▶ [SOURCE PASSAGE]

'''

Last week the Department of War finally killed the last vestiges of Robert McNamara’s 1962 Planning, Programming, and Budgeting System (PPBS). 

The DoW has pivoted from optimizing cost and performance to delivering advanced weapons at speed. Taking decades to deliver weapons is no longer an option. The DoW has joined the 21st century and adopted Lean Methodology.

Two organizations ought to be very concerned – China and the defense prime contractors.


Secretary of War Pete Hegseth unveiled the biggest changes in 60 years of how the Department of War (DoW) plans for and buys weapons and services. These changes aren’t a minor attempt at reform. It’s a top-to-bottom transformation of how the DoW plans and buys weapons, moving from contracts that prioritize how much a weapon costs to how fast it can be delivered. 

Instead of buying custom-designed weapons, the DoW will prioritize buying off-the-shelf things that already exist, and using fast-track acquisition processes, rather than the cumbersome existing Federal Acquisition Regulations. To manage all of this, they are reorganizing the entire Acquisition ecosystem across the Services. These changes implement every piece of good advice the DoD had gotten in the last decade and had previously ignored. 

The DoW is being redesigned to now operate at the speed of Silicon Valley, delivering more, better, and faster. Our warfighters will benefit from the innovation and lower cost of commercial technology, and the nation will once again get a military second to none.  

It’s big, bold and brave and long overdue.

'''

Copy the passage on the Department of War's overhaul of weapons planning and acquisition word for word, from its first sentence to its last.

▶ [DATASET EXCERPT]
'''

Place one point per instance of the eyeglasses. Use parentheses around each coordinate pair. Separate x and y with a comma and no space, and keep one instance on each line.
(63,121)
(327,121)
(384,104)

'''

▶ [REPLY]
Last week the Department of War finally killed the last vestiges of Robert McNamara’s 1962 Planning, Programming, and Budgeting System (PPBS). 

The DoW has pivoted from optimizing cost and performance to delivering advanced weapons at speed. Taking decades to deliver weapons is no longer an option. The DoW has joined the 21st century and adopted Lean Methodology.

Two organizations ought to be very concerned – China and the defense prime contractors.


Secretary of War Pete Hegseth unveiled the biggest changes in 60 years of how the Department of War (DoW) plans for and buys weapons and services. These changes aren’t a minor attempt at reform. It’s a top-to-bottom transformation of how the DoW plans and buys weapons, moving from contracts that prioritize how much a weapon costs to how fast it can be delivered. 

Instead of buying custom-designed weapons, the DoW will prioritize buying off-the-shelf things that already exist, and using fast-track acquisition processes, rather than the cumbersome existing Federal Acquisition Regulations. To manage all of this, they are reorganizing the entire Acquisition ecosystem across the Services. These changes implement every piece of good advice the DoD had gotten in the last decade and had previously ignored. 

The DoW is being redesigned to now operate at the speed of Silicon Valley, delivering more, better, and faster. Our warfighters will benefit from the innovation and lower cost of commercial technology, and the nation will once again get a military second to none.  

It’s big, bold and brave and long overdue.